Dataset excerpts on object pointing:

━━━━━━

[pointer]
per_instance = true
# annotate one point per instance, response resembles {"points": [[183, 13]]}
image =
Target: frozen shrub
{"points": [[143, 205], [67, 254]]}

━━━━━━

● Task directions: All of the entries above need to be reproduced exactly.

● Written answer:
[pointer]
per_instance = true
# annotate one point per instance, response resembles {"points": [[183, 13]]}
image =
Target: frozen shrub
{"points": [[143, 205], [67, 254]]}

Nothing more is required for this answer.